### The request
Please rewrite every line of the records below as a JSON list of strings, one string per line, with blank lines and pictures left out.
Start of Provided data
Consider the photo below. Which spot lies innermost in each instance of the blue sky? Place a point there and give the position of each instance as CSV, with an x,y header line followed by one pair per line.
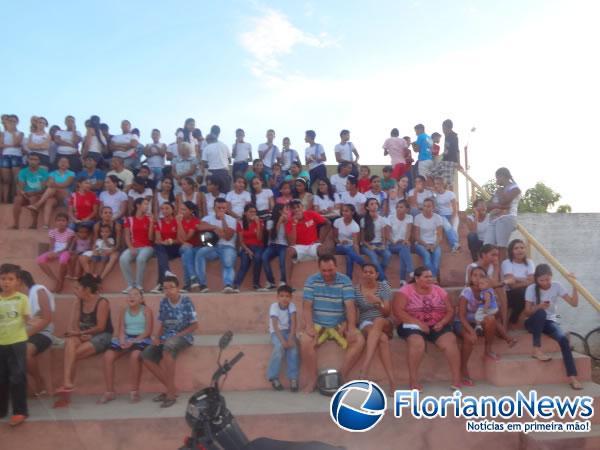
x,y
522,72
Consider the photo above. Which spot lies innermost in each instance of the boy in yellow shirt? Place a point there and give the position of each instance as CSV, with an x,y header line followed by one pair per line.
x,y
14,315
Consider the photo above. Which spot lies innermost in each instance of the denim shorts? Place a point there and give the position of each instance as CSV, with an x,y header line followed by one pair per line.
x,y
10,162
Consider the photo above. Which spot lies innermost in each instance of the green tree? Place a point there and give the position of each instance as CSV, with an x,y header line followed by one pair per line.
x,y
538,199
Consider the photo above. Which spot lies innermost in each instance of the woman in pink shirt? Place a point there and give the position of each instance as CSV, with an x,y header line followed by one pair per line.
x,y
425,312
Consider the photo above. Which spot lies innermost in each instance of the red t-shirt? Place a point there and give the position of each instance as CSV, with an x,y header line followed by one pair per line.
x,y
139,228
249,235
83,204
190,224
306,230
167,230
364,184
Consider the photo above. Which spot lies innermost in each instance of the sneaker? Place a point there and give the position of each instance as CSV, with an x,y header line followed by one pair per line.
x,y
157,289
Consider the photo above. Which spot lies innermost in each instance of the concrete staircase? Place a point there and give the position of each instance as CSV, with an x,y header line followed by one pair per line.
x,y
260,410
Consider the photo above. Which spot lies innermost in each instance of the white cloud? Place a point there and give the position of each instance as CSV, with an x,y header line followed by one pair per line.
x,y
273,36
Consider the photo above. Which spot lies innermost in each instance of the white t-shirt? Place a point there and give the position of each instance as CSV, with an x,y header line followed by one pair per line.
End of Provided data
### Final result
[
  "Consider the photo below. Which spot lies innermost in each instance of the blue sky? Place a point there and give the position of each instance as CSV, with an x,y header line followed by one pair per line.",
  "x,y",
  "522,72",
  "Consider the photo above. Which spot lies innermost in each instance of the boy in yellow shirt? Place a point there and give the position of each instance as CSV, with an x,y header line followed by one pair per line.",
  "x,y",
  "14,315",
  "Consider the photo above. Which spot lies innermost in each instance of the denim shorts? Place a point there and give the position of each instance as CSV, with an x,y header line followed by one pair per line.",
  "x,y",
  "10,162",
  "Consider the photo above. Which spot lies innermost in each instance of the green tree? Place a point there and give the position of each instance as CSV, with an x,y header line followed by one pair per line.",
  "x,y",
  "538,199",
  "Consider the photo above. Which spot lies innermost in each instance of the woman in pink shirt? Place a point there and give the position of each instance as CSV, with an x,y header line followed by one pair per line.",
  "x,y",
  "425,312",
  "Consider the photo above. Which spot lies innermost in each instance of the red t-shirt? Place a point there and give the position of each instance as CSV, with an x,y header line followed by one pair per line.",
  "x,y",
  "139,228",
  "249,235",
  "83,204",
  "190,224",
  "306,230",
  "167,230",
  "364,184",
  "Consider the photo above. Which spot lies innermost in each instance of the sneaker? Place a point there and give the position of each instance as CSV, with an x,y header line followed by one pair per line.",
  "x,y",
  "157,289",
  "Consider the photo above. Which spot lies innermost in each instance of the concrete staircase? Place a point there and give the position of each instance as CSV, with an x,y header line followed by one pair per line.",
  "x,y",
  "260,410",
  "Consider the photo above. Which spot lies innermost in each instance of the white cloud? Place a point there and give the position of each instance as CSV, with an x,y header line followed by one pair per line.",
  "x,y",
  "273,36",
  "Consider the photo above. Which spot lies innermost in each instance of the white t-shirt? Place a point there and give the position of each instance as CSV, with an x,y header line followed by one pair per line."
]